_Task description_.
Can you quote the lines below exactly, starting at the line with "of the leafy" and going through the last one?

_Some records_.
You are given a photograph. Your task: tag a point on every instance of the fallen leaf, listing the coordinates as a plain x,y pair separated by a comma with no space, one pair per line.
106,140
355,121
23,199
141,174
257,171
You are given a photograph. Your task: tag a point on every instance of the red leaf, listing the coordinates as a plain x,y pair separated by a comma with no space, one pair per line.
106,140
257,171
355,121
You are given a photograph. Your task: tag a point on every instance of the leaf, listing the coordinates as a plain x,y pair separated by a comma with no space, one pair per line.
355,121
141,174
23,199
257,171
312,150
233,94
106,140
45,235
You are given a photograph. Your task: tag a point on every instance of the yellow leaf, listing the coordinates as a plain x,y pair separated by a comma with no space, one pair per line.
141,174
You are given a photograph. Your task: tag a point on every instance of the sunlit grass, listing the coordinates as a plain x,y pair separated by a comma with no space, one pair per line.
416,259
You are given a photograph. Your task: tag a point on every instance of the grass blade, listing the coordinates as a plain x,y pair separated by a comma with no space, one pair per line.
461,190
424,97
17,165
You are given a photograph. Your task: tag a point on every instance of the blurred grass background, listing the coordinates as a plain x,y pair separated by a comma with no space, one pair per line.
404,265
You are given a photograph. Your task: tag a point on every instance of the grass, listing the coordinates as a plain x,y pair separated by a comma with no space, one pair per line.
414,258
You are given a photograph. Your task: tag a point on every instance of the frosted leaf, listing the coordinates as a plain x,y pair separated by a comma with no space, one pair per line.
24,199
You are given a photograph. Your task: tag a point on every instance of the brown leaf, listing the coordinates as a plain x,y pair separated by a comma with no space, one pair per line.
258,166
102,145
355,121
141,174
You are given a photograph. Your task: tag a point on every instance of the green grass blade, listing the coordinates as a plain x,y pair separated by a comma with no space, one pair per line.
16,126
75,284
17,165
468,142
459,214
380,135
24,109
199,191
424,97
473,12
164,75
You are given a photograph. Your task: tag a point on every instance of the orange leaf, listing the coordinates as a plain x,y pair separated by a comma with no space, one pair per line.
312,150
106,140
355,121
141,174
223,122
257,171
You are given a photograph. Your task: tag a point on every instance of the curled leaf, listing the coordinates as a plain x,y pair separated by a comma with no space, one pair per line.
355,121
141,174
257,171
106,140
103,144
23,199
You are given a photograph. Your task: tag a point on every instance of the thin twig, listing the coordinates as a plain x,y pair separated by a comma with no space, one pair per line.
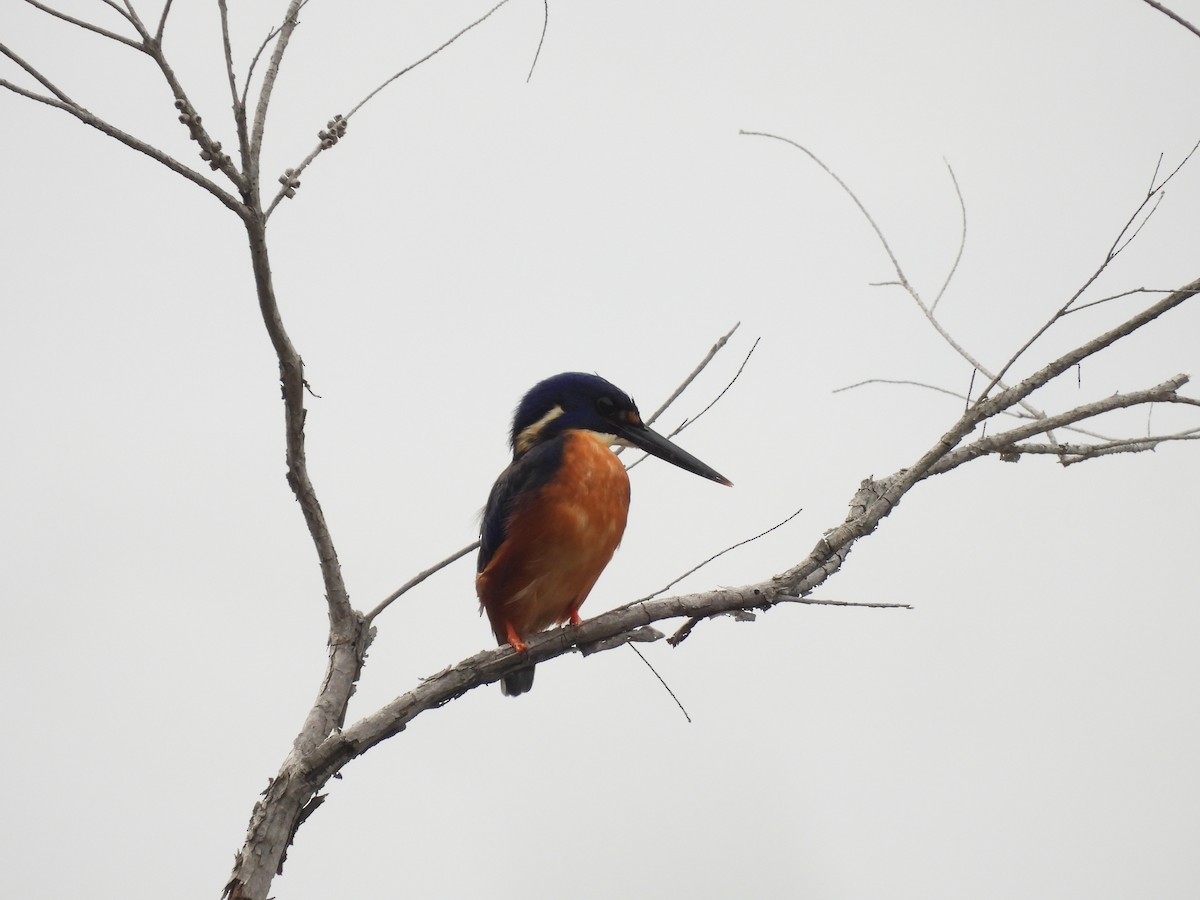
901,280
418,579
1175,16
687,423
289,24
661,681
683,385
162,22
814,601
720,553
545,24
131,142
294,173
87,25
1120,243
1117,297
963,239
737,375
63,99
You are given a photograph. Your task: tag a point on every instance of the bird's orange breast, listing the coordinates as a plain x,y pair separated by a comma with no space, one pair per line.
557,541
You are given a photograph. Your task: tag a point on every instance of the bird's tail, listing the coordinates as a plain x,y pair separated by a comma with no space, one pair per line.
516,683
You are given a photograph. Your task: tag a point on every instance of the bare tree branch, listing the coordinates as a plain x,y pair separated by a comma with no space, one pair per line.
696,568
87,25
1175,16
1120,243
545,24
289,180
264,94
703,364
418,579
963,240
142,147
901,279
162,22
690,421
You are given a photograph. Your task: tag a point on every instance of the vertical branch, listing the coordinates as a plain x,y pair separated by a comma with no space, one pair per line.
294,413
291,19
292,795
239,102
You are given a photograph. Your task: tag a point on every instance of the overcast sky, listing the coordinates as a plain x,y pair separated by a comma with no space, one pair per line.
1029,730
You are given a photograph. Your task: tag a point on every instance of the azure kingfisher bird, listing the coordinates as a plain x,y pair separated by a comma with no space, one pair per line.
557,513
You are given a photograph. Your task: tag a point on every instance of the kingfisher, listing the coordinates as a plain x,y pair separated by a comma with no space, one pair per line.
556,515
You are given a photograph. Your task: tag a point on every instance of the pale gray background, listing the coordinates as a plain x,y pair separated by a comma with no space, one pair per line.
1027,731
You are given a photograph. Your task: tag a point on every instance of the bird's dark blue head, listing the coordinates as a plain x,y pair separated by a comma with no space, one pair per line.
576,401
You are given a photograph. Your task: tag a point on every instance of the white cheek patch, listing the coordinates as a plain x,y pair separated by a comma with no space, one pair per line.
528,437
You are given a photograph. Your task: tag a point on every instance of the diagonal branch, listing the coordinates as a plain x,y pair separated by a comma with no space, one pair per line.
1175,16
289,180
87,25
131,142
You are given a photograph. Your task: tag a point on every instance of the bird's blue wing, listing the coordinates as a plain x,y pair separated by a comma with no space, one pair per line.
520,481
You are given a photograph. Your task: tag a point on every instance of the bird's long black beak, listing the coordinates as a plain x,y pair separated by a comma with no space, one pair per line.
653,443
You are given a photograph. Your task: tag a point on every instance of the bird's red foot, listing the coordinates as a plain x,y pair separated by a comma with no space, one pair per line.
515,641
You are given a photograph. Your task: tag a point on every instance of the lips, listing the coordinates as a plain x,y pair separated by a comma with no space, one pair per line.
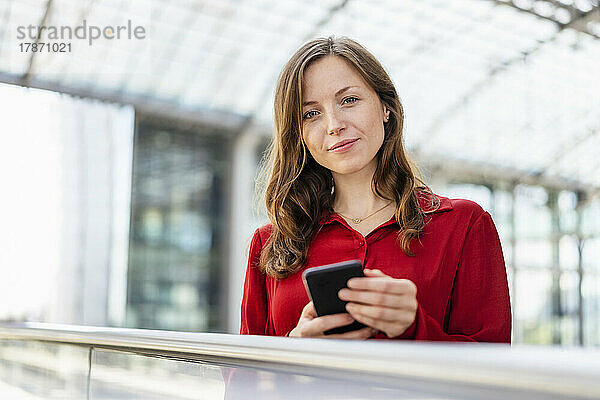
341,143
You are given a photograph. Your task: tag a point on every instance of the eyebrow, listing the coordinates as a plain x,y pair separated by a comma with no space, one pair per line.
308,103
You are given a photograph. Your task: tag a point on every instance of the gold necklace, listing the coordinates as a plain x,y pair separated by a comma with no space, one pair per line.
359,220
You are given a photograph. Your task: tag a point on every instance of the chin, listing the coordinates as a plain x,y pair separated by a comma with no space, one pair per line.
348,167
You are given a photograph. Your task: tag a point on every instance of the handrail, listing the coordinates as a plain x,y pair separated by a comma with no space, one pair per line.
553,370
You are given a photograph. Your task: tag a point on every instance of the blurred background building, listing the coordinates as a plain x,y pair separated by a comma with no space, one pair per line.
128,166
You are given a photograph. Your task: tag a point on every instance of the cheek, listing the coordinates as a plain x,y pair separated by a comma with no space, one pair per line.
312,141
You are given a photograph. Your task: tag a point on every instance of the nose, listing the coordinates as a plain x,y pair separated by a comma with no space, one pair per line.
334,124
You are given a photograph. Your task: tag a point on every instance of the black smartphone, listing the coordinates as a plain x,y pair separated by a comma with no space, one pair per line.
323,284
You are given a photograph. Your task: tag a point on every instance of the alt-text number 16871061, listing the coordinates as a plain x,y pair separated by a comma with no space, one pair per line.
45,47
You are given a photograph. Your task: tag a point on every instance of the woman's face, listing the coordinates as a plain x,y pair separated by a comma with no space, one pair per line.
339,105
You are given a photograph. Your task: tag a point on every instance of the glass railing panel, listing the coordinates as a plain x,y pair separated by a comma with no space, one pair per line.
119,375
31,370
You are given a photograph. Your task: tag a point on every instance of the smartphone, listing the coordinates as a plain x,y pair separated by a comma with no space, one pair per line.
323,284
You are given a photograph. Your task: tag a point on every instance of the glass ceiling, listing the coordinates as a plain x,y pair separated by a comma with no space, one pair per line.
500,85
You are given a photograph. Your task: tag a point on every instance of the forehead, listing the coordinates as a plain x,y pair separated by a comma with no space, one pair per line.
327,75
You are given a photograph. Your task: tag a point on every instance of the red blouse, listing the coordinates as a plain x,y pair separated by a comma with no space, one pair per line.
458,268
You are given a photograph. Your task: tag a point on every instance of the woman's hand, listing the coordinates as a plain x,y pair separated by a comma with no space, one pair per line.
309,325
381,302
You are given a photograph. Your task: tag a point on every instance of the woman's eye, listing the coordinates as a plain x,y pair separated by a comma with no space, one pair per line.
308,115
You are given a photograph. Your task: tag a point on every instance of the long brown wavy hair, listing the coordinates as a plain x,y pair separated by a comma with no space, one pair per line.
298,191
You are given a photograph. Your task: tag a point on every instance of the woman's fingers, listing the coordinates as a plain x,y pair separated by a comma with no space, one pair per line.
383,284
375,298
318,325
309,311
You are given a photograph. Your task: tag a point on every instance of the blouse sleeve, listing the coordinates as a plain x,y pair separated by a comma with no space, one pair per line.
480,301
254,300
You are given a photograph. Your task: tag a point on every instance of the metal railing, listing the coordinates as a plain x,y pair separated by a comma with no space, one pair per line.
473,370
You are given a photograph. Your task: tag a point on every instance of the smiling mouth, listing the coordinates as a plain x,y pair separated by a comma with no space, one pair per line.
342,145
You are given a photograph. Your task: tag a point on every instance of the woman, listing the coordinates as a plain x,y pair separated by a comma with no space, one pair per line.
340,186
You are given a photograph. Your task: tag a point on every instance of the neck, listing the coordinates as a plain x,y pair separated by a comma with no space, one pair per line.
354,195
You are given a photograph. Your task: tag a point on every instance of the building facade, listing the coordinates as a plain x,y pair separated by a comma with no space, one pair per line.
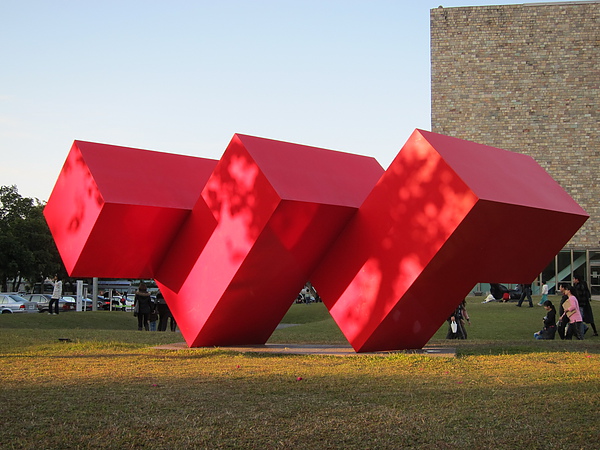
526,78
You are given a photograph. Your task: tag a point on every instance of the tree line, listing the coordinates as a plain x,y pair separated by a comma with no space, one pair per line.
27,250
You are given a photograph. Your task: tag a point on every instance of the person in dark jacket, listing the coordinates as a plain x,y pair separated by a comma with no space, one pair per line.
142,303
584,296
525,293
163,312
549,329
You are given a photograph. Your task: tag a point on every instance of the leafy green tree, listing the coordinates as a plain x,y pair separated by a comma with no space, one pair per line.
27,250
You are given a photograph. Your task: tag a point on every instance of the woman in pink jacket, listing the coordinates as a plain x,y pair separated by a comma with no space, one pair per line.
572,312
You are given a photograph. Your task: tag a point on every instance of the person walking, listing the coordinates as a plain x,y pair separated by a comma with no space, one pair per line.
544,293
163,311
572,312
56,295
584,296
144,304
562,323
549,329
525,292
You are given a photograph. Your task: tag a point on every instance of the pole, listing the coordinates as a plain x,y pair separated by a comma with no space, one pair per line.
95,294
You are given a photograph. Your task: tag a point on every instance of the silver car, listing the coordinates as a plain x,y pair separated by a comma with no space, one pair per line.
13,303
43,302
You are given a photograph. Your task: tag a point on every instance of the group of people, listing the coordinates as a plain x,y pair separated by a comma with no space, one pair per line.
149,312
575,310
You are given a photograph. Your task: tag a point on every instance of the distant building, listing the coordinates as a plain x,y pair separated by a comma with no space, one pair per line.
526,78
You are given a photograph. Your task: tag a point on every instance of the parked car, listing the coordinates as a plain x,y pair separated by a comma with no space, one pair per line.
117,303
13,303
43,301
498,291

_Written solution_.
You are given a photograph. Your task: tag a point on every instance of the leafy green tree, listing the coordinates as a plain x,y pair separated by a comma with no space, one pair per line.
27,250
You are given a photograph. Your task: tag a point on every instance of the woman in pink jacket, listing the coordinates as a plain x,y pair separated by a comma with no space, one pair per line.
572,312
You are given a photograph. Your task: tag a point on every instance of the person walking, listing the coordinates as a plain x,y pair separated by a comma with no space, one pair per line.
544,293
163,311
572,312
56,295
584,296
144,304
562,323
549,329
525,292
You are given a photograph. Your task: tag a point on every instance of the pole, listing the coordinates as a plain x,y pair separated by a comma with no space, one pair per line.
95,294
You are given a photograph. Your task: tag a point on every instance of the silver car, listing the coordinates as a plain x,y pair separated by a comma with no space, one pair per line.
13,303
43,302
You are given a photograph. Your task: tag a point on every instance of the group of people, listing the coordinates as a plain x,y pair separated by a comma with no space, one pair per line.
149,312
575,310
You are given a photograph. Your task: tag a point on every instance of the distant building, listing the coordinates as a plain x,y pair separated by a comma with no space, one pair per line.
526,78
You are given a photograph. Your task: tag a point on every instance of the parked car, listing the coordinates as a plain x,y pair separated by a comma with no space, one pair per line.
117,303
13,303
43,301
498,291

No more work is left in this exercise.